All records should be reproduced verbatim.

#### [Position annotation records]
◆ ◆ ◆ ◆ ◆
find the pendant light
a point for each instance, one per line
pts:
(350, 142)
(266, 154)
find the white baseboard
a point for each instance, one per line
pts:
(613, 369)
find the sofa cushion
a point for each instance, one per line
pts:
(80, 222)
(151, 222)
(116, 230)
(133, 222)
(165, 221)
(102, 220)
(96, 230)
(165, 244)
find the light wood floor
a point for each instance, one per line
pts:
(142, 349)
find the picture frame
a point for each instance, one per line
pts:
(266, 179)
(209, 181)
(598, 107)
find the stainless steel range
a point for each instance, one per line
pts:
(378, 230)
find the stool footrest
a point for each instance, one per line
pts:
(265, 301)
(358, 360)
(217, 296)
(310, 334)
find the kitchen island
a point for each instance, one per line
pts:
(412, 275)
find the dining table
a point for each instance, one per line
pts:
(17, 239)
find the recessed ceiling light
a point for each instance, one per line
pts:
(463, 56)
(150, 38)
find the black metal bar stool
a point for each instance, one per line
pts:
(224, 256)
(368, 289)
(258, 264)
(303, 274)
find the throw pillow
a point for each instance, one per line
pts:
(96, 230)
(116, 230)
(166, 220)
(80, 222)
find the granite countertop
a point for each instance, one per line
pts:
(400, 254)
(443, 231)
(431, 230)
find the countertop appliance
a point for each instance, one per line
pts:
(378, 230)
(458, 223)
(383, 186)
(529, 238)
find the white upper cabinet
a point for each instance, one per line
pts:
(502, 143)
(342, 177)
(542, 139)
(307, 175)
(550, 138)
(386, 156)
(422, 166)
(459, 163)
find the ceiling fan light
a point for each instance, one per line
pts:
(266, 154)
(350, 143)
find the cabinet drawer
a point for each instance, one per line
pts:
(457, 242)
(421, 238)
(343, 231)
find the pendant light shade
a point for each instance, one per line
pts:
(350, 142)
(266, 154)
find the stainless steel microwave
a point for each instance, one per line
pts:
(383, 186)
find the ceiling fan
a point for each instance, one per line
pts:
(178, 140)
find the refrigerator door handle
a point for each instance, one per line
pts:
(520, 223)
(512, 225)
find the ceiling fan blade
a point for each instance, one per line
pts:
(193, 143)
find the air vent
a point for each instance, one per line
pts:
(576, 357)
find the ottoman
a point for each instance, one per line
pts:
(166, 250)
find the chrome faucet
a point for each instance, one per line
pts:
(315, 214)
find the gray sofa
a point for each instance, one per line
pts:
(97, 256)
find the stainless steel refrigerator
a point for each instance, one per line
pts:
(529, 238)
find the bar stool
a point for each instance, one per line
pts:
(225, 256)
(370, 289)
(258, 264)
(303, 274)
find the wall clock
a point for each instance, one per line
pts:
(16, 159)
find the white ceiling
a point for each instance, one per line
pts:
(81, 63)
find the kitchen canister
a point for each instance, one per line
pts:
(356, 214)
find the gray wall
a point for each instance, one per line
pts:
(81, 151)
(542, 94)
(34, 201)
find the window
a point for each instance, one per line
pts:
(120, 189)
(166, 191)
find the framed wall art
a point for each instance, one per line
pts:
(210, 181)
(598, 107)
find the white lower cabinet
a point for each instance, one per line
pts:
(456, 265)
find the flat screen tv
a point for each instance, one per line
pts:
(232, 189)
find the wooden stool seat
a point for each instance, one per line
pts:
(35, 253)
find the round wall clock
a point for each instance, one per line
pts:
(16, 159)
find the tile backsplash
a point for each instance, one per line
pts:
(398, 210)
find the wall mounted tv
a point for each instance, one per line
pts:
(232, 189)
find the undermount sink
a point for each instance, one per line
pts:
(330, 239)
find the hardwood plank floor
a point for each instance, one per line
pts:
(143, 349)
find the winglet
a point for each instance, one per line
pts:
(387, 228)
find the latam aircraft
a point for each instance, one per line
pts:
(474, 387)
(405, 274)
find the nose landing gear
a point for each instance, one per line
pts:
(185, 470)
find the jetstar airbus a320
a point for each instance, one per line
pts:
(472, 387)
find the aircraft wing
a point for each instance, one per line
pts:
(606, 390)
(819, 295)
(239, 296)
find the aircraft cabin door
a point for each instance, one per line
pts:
◆ ◆ ◆ ◆ ◆
#### [Answer to this problem]
find the pendant light
a point for each instance, one per line
pts:
(350, 142)
(266, 154)
find the white baseboard
a point for each instance, one per line
pts:
(613, 369)
find the sofa cushion
a point for each instance, one per line
pts:
(80, 222)
(151, 222)
(116, 230)
(133, 222)
(165, 221)
(102, 220)
(96, 230)
(165, 244)
find the light wood floor
a point for each instance, one per line
pts:
(142, 349)
find the picture frame
a point for each instance, one per line
pts:
(266, 179)
(209, 181)
(598, 107)
find the stainless steel range
a point for each instance, one per line
pts:
(378, 230)
find the stool footrest
a point for each instance, one per line
pts:
(265, 301)
(358, 360)
(217, 296)
(310, 334)
find the kitchen island
a point for each instance, one per line
pts:
(412, 275)
find the dining table
a point for each instance, one per line
pts:
(17, 239)
find the recessed ceiling light
a point for each instance, one per line
pts:
(463, 56)
(150, 38)
find the black metal bar stool
a point for each instance, one per line
pts:
(224, 256)
(368, 289)
(258, 264)
(303, 274)
find the throw pillow
a point for each instance, one per line
pts:
(96, 230)
(116, 230)
(166, 220)
(80, 222)
find the granite countertop
a point for each instance, one per line
pts:
(400, 254)
(443, 231)
(431, 230)
find the countertop appliance
a point for each instance, one per line
pts:
(378, 230)
(458, 223)
(383, 186)
(529, 238)
find the white upper cabinet
a point for each instance, one per line
pts:
(502, 143)
(342, 177)
(542, 139)
(307, 175)
(550, 138)
(386, 156)
(422, 166)
(459, 163)
find the ceiling fan light
a point for each instance, one per line
pts:
(266, 154)
(350, 143)
find the cabinet drawer
a point for each instance, one per line
pts:
(457, 242)
(421, 238)
(343, 231)
find the pendant light shade
a point for each instance, one per line
pts:
(350, 142)
(266, 154)
find the stainless steel microwave
a point for each instance, one per line
pts:
(383, 186)
find the ceiling fan
a point for each instance, one per line
pts:
(178, 140)
find the refrigerator door handle
a point for each instance, one per line
pts:
(520, 223)
(512, 225)
find the ceiling fan blade
a point for each instance, one per line
pts:
(193, 143)
find the air vent
a point for each instance, one per line
pts:
(576, 357)
find the ottoman
a point for each instance, one per line
pts:
(166, 250)
find the chrome faucet
a point for each instance, one per line
pts:
(315, 214)
find the gray sofa
a point for each instance, one per line
pts:
(97, 256)
find the stainless steel refrigerator
a point for each instance, one per line
pts:
(529, 238)
find the bar stool
a point for each instance, one per line
pts:
(225, 256)
(370, 289)
(258, 264)
(303, 274)
find the wall clock
a point for each instance, one per line
pts:
(16, 159)
find the white ceiling
a point for each instance, one per line
pts:
(81, 63)
find the kitchen canister
a point for each instance, one per line
pts:
(356, 214)
find the gray wall
a point for each instance, one per line
pts:
(81, 151)
(542, 94)
(34, 201)
find the window
a point for each instance, one per line
pts:
(120, 189)
(166, 191)
find the framed wall art
a point for each instance, one per line
pts:
(210, 181)
(598, 107)
find the white lower cabinet
a point for each instance, one per line
pts:
(456, 265)
find the flat screen tv
a point for each instance, one per line
pts:
(232, 189)
find the wooden stool seat
a point for each instance, one per line
pts:
(35, 253)
find the round wall clock
a point for each instance, one per line
pts:
(16, 159)
find the tile backsplash
a point for each instance, one per line
pts:
(398, 210)
find the wall mounted tv
a point for each instance, one per line
pts:
(232, 189)
find the undermount sink
a point for each instance, one per line
pts:
(330, 239)
find the hardwood plank floor
a point for each instance, one per line
pts:
(143, 349)
find the winglet
a point for each instance, one per line
pts:
(387, 228)
find the latam aircraft
a point for each instance, one per line
pts:
(474, 387)
(405, 274)
find the nose landing gear
a point for each instance, one per line
pts:
(185, 470)
find the jetstar airbus a320
a point for each instance, one per line
pts:
(472, 387)
find the aircraft wing
a point for each instance, one per line
pts:
(606, 390)
(819, 295)
(239, 296)
find the aircraft cabin door
a point for each instance, one per line
pts:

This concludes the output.